◆ Exercise objective
Rewrite the records as a numbered list, starting at the line that contains "of the window" and ending at the final line of the records. Leave out any blank lines.

Location identification items

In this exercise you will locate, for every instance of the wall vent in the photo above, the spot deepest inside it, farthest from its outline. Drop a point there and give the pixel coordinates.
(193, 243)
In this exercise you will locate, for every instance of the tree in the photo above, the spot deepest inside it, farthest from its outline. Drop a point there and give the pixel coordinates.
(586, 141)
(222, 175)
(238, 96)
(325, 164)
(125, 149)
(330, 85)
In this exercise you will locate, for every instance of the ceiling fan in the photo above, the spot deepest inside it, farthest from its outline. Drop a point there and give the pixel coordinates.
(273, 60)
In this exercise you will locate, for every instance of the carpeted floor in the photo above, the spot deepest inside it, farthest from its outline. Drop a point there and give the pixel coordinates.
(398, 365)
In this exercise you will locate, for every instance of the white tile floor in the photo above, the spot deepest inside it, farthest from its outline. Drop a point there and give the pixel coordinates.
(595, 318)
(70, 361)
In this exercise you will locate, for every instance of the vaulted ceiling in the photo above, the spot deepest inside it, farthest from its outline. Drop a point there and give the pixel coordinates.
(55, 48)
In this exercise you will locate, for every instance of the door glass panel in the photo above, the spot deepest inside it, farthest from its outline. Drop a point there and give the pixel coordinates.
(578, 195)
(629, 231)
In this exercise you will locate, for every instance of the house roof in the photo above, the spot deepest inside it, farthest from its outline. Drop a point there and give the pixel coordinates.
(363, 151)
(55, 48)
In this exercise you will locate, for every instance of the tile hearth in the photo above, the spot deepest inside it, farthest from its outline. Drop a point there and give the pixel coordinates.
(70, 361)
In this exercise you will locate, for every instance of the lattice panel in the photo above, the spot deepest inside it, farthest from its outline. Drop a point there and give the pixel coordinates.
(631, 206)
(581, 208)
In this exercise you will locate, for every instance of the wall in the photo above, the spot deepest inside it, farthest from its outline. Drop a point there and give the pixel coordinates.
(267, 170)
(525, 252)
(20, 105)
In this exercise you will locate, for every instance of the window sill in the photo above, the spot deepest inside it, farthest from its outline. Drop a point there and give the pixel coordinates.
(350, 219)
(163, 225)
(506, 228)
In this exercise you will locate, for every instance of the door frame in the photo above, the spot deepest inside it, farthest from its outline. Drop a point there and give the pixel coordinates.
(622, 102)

◆ Task response
1. In this exercise you will locate, for every instance of the window sill in the photo above, the spot deepest inside it, farthest from its outline. Drop a point there and give the pixel coordinates.
2. (350, 219)
3. (163, 225)
4. (506, 228)
5. In this exercise you will locate, for every instance of the door frame in the photo above, the spot deepest inside it, farthest from its outline. Drop a point there and give the pixel coordinates.
6. (622, 102)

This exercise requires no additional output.